' ' Cinema Romantico: What A Difference Sienna Would Make

Thursday, August 09, 2007

What A Difference Sienna Would Make

Ah yes, times are marvelous here at Cinema Romantico considering we're still in the early throes of our new Cinematic Crush on Sienna Miller. But we came to the unfortunate realization that we merely proclaimed said Crush and did not, in fact, celebrate it. Therefore a blogging soiree is in order.

After the announcement of the new Crush we were confronted by several readers who indicated they were unimpressed with Ms. Miller's work to this point and openly questioned our declaration. Get it straight, people, Sienna Miller is the Cinematic Crush and that is not changing. And has been established, the poor films to this point are not Sienna's fault. She's still waiting for more people to see the talent she truly and completely possesses (check out "Interview" if you want a glimpse). And that got us to thinking, what if Sienna's alluring presence had graced certain films from Hollywood past? How different would our cinematic landscape look? It turns out the answer is quite a bit.


If Sienna Miller's in “Armageddon” then animal crackers are still appetizing.

If Sienna Miller's in “Raiders of the Lost Ark” then Marion doesn’t win the shot contest.


If Sienna Miller's in "To Have and Have Not" then she doesn't ask for a match because she's already got one.

If Sienna Miller's in "Dirty Dancing: Havana Nights" then everyone remembers Jennifer Grey from "Bloodhounds of Broadway".

If Sienna Miller's in “Mr. and Mrs. Smith” then Mr. Smith doesn’t make it past the third reel.

If Sienna Miller's in “The Blair Witch Project” then ding! dong! the witch is dead.

If Sienna Miller's in "Dante's Peak" then it's the best movie about an erupting volcano ever.

———

*ACTIVITY 1*
In the Cinema Romantico post about Sienna Miller, which film does the writer suggest watching for a glimpse of her talent?
*ACTIVITY 2*
Continue the Cinema Romantico post about Sienna Miller from its final line.
None of the rows have any bearing on this.

———

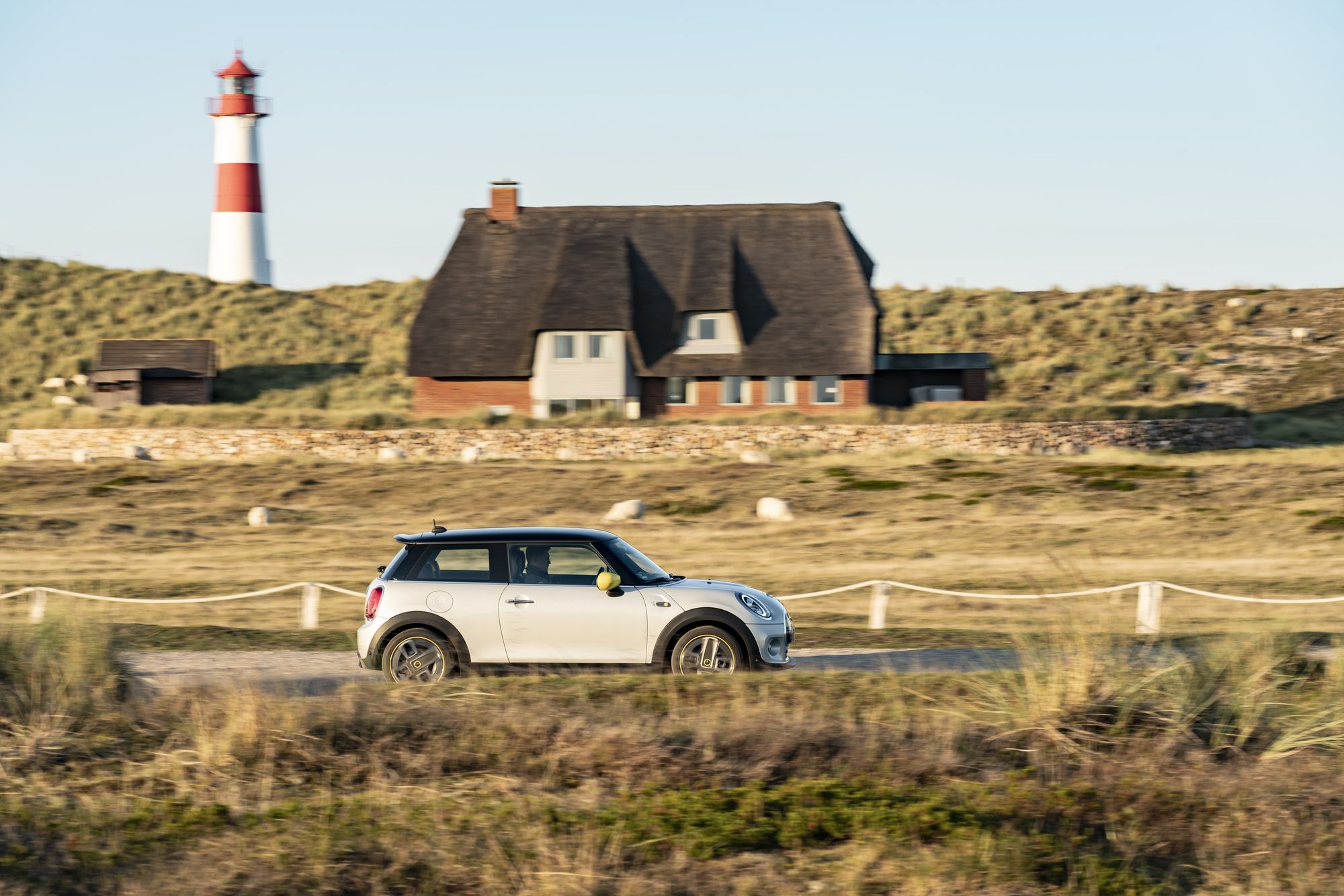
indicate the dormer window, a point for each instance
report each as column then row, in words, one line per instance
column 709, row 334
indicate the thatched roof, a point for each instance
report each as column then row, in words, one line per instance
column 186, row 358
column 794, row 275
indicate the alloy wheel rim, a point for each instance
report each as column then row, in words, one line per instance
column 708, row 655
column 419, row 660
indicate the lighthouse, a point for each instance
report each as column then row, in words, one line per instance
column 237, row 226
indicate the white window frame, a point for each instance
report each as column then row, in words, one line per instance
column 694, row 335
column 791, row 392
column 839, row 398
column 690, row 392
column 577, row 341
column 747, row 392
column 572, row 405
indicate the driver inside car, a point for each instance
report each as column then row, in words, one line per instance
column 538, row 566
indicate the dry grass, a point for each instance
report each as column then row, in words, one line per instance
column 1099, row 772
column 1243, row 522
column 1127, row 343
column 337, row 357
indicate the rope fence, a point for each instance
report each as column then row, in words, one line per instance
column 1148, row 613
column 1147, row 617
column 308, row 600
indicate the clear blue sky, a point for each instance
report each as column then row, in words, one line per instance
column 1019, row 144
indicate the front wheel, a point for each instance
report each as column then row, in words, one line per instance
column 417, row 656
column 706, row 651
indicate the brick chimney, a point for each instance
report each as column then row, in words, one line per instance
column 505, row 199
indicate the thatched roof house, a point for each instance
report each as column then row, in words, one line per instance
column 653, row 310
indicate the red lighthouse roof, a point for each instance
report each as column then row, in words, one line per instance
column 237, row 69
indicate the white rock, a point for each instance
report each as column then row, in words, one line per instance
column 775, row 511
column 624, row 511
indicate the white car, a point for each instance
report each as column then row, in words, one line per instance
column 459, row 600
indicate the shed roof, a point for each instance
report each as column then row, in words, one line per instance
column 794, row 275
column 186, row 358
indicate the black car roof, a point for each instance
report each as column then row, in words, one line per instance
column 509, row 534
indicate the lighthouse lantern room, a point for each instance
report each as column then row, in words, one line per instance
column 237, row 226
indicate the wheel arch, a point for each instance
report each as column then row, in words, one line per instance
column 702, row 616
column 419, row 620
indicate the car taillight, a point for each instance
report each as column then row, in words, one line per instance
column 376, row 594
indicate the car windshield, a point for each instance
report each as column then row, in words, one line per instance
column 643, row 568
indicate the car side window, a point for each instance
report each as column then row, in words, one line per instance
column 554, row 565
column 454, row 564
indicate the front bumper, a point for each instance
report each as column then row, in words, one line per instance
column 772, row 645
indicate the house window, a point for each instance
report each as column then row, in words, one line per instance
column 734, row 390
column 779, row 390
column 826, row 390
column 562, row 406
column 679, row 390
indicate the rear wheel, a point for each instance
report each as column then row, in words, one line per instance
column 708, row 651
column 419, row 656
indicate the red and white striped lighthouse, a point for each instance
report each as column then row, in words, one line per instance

———

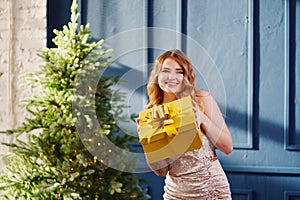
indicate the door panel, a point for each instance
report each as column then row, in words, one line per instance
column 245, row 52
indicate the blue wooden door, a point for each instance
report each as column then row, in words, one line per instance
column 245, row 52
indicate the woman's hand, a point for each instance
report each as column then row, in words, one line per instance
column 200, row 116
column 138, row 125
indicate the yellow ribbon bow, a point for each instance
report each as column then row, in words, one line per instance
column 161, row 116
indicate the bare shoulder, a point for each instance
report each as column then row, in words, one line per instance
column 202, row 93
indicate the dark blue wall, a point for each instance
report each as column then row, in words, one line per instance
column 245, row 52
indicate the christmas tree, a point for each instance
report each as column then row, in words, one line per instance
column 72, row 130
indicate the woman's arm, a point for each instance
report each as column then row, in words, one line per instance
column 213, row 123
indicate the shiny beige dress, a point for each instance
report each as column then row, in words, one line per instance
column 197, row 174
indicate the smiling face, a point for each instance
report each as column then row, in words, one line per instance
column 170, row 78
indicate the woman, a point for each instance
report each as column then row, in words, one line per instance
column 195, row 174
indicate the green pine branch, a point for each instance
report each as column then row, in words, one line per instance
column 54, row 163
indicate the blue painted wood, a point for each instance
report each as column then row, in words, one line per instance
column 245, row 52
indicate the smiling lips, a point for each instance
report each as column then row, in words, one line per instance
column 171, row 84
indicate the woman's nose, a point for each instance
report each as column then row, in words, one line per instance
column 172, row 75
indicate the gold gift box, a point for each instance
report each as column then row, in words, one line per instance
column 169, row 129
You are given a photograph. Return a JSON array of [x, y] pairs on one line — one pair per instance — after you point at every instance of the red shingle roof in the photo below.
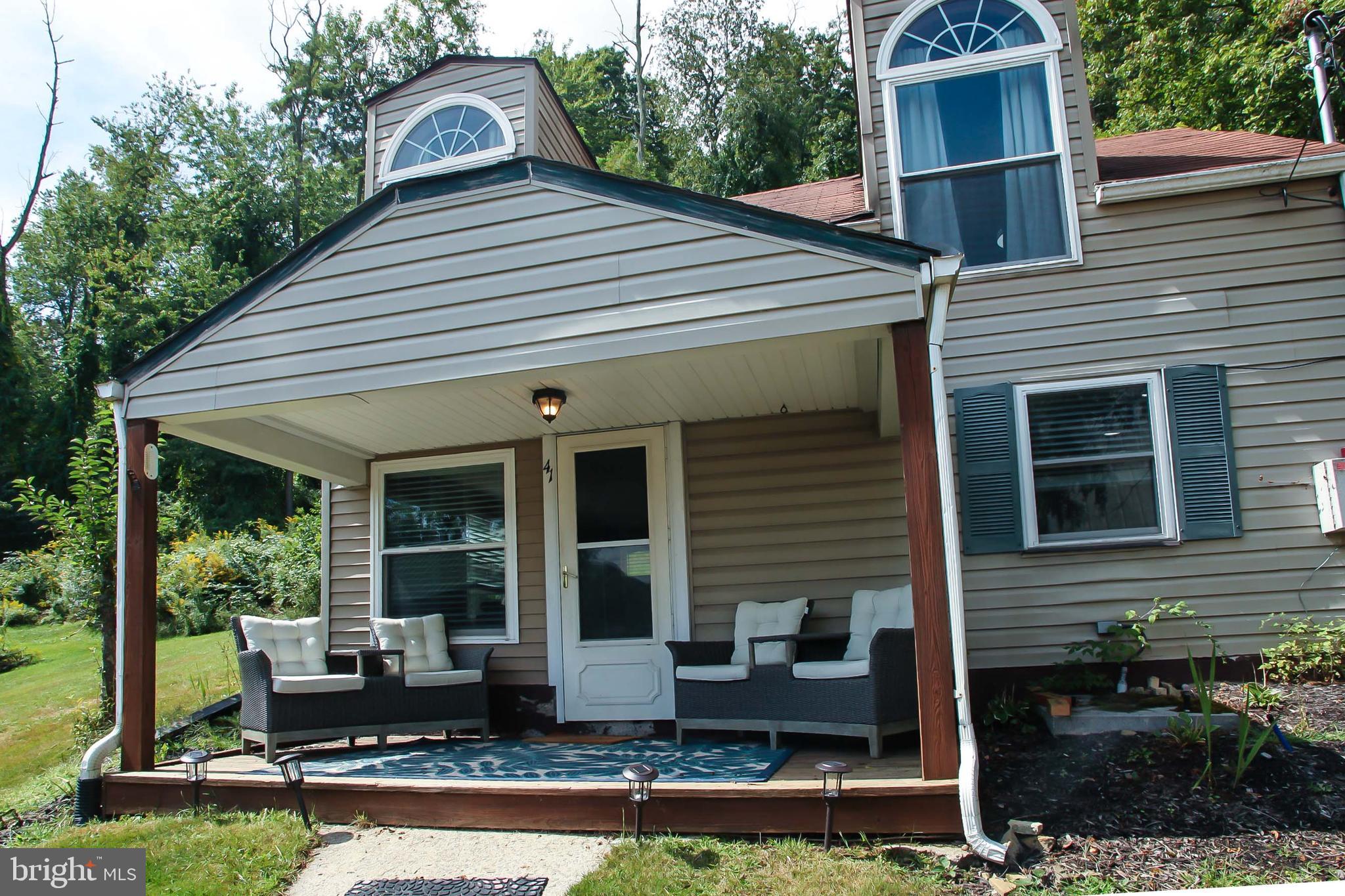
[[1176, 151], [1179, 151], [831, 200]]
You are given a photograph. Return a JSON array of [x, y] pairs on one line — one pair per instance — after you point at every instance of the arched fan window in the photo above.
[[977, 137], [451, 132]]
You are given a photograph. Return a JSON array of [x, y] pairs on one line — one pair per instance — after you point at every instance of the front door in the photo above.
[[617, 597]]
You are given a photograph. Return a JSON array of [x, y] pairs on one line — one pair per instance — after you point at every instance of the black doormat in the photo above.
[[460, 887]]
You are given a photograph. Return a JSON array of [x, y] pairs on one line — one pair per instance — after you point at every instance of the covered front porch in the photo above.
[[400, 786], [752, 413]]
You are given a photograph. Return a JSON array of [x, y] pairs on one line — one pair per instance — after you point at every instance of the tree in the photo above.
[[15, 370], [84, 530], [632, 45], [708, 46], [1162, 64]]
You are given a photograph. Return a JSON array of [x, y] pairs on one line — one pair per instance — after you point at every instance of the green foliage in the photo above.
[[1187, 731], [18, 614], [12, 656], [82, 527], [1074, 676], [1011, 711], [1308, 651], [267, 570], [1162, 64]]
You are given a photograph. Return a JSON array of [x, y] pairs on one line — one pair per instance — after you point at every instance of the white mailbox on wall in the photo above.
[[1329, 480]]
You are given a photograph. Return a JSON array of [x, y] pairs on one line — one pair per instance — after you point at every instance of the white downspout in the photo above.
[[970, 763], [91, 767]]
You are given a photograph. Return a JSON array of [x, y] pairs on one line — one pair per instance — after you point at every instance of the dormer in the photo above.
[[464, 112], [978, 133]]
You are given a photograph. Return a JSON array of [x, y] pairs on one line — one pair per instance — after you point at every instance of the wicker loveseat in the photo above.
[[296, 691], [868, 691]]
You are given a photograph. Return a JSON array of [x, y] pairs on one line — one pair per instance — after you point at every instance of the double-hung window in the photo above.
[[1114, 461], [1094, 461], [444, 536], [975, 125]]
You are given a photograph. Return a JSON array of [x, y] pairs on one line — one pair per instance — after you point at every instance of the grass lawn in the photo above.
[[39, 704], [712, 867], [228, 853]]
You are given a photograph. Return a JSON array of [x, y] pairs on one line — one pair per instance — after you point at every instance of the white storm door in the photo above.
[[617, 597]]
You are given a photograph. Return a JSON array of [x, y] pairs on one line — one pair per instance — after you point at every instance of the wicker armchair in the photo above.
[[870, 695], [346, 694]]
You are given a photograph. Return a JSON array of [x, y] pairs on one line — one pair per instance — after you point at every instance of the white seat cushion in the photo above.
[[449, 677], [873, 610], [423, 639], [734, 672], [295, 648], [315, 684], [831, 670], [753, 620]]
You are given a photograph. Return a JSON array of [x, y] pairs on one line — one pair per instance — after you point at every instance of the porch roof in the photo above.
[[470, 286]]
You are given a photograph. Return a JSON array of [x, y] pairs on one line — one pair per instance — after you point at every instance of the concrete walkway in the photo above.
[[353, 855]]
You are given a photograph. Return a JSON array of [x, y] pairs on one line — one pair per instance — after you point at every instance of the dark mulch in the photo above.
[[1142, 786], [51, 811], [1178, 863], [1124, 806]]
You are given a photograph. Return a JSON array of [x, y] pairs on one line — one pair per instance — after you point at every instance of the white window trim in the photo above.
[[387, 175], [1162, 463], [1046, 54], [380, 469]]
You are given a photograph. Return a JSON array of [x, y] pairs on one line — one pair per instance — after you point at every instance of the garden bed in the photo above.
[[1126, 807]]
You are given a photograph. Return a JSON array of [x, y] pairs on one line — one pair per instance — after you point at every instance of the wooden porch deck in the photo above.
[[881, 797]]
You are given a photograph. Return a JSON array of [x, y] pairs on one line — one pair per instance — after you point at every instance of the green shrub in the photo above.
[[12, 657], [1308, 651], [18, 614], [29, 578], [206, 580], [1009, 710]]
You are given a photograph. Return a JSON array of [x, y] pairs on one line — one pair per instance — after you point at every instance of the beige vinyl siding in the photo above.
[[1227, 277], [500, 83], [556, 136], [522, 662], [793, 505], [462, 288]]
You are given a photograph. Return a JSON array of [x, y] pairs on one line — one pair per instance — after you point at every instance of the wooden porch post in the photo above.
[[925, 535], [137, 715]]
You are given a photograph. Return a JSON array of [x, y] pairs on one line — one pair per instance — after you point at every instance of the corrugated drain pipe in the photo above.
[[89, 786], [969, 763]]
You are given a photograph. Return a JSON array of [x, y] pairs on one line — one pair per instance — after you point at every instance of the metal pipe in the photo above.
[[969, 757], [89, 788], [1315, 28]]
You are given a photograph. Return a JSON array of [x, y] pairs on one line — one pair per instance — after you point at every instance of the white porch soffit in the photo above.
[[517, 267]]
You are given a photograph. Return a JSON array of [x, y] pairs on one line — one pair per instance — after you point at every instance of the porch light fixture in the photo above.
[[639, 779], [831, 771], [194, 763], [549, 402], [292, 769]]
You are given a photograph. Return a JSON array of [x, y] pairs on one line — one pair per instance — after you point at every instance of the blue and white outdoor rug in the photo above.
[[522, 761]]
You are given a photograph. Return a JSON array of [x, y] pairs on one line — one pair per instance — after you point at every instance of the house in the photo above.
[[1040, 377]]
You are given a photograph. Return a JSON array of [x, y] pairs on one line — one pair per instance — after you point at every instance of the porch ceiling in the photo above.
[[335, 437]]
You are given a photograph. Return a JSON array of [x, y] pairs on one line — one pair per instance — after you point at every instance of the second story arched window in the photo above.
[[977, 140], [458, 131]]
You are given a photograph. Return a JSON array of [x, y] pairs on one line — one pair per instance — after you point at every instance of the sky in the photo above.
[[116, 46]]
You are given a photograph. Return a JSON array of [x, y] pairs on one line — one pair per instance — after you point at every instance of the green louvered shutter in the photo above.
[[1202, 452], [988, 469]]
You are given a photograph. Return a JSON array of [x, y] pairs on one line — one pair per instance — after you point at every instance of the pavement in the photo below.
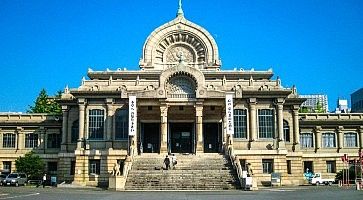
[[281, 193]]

———

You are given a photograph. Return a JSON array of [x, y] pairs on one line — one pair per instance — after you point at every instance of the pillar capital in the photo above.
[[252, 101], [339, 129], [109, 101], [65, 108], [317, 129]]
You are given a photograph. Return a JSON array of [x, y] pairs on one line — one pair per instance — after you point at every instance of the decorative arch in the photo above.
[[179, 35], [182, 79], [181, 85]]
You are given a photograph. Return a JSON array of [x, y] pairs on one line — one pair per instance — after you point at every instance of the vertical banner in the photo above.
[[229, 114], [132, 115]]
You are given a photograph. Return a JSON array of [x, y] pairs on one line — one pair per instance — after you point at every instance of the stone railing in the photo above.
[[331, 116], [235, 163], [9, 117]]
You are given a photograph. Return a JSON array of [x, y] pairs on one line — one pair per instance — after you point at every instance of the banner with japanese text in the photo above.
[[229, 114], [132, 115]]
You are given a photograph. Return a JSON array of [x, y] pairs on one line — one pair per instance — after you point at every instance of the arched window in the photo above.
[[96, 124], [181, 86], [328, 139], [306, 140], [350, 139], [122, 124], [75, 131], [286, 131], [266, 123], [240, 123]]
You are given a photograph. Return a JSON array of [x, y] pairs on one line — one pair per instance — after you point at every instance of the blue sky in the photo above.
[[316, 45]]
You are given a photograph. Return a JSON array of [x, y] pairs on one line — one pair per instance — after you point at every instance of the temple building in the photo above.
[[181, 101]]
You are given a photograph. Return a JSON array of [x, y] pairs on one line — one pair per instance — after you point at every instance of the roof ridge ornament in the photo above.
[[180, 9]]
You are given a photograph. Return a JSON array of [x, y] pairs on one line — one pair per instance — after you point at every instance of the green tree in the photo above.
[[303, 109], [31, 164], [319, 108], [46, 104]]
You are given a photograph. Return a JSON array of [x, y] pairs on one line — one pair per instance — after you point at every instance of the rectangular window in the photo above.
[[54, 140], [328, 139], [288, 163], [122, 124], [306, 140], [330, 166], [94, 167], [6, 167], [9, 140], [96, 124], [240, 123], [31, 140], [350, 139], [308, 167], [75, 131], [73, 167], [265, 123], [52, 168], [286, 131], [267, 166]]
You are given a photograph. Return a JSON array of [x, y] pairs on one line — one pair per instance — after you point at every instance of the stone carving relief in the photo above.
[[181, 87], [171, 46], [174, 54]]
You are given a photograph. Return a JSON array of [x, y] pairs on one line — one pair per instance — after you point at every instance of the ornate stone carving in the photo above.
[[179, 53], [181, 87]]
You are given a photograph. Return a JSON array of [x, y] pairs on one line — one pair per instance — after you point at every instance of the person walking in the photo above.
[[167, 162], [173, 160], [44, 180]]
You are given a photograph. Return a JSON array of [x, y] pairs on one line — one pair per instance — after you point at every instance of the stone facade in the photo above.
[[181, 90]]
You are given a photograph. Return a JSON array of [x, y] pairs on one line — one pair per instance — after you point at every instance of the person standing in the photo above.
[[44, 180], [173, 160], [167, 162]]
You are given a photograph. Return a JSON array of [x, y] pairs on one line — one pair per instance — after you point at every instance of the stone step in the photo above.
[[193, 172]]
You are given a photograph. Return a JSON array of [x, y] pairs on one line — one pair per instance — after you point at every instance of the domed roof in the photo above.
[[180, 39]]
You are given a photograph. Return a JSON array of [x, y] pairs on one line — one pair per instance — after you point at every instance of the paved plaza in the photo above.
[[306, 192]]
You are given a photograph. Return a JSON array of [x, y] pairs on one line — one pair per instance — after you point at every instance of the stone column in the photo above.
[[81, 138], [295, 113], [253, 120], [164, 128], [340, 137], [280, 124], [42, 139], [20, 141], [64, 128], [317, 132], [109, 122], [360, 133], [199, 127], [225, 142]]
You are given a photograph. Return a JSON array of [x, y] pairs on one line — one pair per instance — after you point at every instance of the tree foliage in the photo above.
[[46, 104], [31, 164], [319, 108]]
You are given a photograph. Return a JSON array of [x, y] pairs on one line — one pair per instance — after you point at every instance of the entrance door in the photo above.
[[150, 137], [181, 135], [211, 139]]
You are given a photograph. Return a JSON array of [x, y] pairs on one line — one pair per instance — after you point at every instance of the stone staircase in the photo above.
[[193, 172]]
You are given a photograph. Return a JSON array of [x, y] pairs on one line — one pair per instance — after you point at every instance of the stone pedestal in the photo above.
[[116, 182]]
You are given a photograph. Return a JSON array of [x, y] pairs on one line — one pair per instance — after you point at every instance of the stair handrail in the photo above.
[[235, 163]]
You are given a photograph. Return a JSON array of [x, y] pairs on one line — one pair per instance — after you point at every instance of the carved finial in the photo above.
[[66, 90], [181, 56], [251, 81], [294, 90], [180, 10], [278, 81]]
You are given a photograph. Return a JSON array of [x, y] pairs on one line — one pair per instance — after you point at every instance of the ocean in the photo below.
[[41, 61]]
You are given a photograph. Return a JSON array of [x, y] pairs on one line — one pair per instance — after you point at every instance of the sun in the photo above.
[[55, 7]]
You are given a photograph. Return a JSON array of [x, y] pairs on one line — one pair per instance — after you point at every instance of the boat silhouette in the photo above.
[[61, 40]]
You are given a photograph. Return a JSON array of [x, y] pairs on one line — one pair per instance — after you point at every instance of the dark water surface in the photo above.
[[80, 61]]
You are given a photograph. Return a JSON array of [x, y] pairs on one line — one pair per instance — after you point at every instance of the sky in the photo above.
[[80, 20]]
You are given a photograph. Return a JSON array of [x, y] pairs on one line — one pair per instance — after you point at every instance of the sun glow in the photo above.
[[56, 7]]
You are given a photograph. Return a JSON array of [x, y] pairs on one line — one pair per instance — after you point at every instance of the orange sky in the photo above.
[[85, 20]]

———

*EXPECTED ANSWER 1*
"Interview"

*EXPECTED ANSWER 2*
If Sienna Miller's in “Swing Time” then Fred Astaire’s got a new dance partner.

If Sienna Miller's in “The Devil Wears Prada” then Meryl Streep ends up floating face down in the East River.

If Sienna Miller's in “The Last Kiss” then Zach Braff is still sitting on the porch.

If Sienna Miller's in "The Cannonball Run" then guess what, Adrienne Barbeau? You lose.

If Sienna Miller's in "My Best Friend's Wedding" then Julia Roberts and Cameron Diaz are playing for second place.

If Sienna Miller's in “The English Patient” then she tells Ralph Fiennes to take care of himself and no one has to hear that god-awful, boring story.

If Sienna Miller's in "Kill Bill" then she doesn't need Hattori Hanzo steel.

If Sienna Miller's in "Jaws" then they don't need a bigger boat.

If Sienna Miller's in "The Wizard of Oz" then she got the hell outta' Kansas a long time before that tornado.

If Sienna Miller's in "300" then it needs to change its title to "301".

If Sienna Miller's in "Tombstone" and working for the Clanton's and McLaury's then history gets re-written.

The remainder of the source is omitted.